What is being asked
Copy out the data that follows exactly, leaving out no line.

Supplied material
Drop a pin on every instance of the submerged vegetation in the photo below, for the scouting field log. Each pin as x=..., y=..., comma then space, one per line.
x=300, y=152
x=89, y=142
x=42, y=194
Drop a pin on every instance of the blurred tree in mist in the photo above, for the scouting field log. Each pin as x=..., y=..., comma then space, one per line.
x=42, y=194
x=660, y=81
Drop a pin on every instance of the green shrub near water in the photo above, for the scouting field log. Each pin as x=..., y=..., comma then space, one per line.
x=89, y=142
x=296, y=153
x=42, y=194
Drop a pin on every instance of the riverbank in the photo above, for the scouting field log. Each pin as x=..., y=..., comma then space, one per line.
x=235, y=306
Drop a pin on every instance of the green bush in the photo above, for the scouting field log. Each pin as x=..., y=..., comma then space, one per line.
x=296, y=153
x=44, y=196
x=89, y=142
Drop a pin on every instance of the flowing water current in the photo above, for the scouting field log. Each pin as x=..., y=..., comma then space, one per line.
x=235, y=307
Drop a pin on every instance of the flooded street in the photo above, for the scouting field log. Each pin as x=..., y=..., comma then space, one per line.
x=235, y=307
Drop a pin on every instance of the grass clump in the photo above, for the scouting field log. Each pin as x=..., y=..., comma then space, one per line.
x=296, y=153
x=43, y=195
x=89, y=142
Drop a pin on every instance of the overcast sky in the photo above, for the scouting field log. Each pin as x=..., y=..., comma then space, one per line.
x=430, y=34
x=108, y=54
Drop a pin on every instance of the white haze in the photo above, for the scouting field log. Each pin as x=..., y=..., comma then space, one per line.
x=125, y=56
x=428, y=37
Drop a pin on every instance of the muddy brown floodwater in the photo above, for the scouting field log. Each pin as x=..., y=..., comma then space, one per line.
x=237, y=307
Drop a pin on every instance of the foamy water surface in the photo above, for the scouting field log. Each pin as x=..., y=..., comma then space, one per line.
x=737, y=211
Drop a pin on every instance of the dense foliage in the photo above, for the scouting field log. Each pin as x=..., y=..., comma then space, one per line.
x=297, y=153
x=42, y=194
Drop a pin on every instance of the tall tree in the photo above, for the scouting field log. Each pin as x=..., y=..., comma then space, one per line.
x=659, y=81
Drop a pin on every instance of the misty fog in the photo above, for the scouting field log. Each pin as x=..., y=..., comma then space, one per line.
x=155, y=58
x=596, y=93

Final answer
Drop a pin on every instance of the submerged vegetation in the photo below, for the scouting field log. Each pin as x=..., y=..., comma then space, one per line.
x=300, y=152
x=89, y=142
x=42, y=194
Drop a pin on every instance of the blurred tree in mist in the photo above, for the scouting field log. Each pin as x=..., y=..., comma then space, one per line.
x=42, y=194
x=660, y=81
Drop a pin on every instance of the green shrub near water in the photo above, for the scouting field log. Each pin as x=..., y=..., comma then space, one per line.
x=89, y=142
x=296, y=153
x=42, y=194
Drop a pin on every instance of the riverbank in the photo above, for the scouting field log. Each pin as x=..., y=..., comma then space, one per line.
x=235, y=306
Drop a pin on every instance of the green bush in the photo above, for the scouting field log. Each pin as x=..., y=..., comma then space, one per line.
x=296, y=153
x=44, y=196
x=89, y=142
Drop a pin on every instance of the flowing water current in the photo above, for the scouting field log. Each pin as x=..., y=..., comma then space, one per line.
x=235, y=307
Drop a pin on every instance of the flooded street in the photo above, for the scouting field log. Each pin as x=..., y=..., comma then space, one per line.
x=235, y=307
Drop a pin on every instance of the grass clump in the photo above, for the scouting field log. Each pin as x=..., y=..., comma then space, one per line.
x=296, y=153
x=43, y=195
x=89, y=142
Drop a pin on every instance of the overcast sky in the photo above, for the scouting field log. Each pin as x=..., y=..., comma then space, one per line.
x=430, y=34
x=108, y=54
Drop a pin on every instance of the white haze in the photo above, for the scouting field log. Each pin as x=..., y=..., comma then space, one per line.
x=125, y=56
x=428, y=37
Drop a pin on every instance of the muddy brown floodwater in the photo above, for the scouting field log. Each pin as x=..., y=..., comma then space, one per line.
x=237, y=307
Drop a pin on every instance of the foamy water surface in the photo above, for the scouting field log. Each pin as x=..., y=..., comma then space, one per line.
x=737, y=211
Drop a pin on every instance of the dense foliage in the photo above, for the scouting field log. Each pin as x=..., y=..., comma then space, one per line.
x=297, y=153
x=42, y=194
Drop a pin on every instance of the tall tree in the photo above, for the scouting field log. Each pin as x=..., y=..., comma then space, one per line.
x=659, y=81
Drop a pin on every instance of the misty fog in the photo above, for the scouting field log. Each pin as x=..., y=..., comma then space, one per line.
x=155, y=58
x=596, y=93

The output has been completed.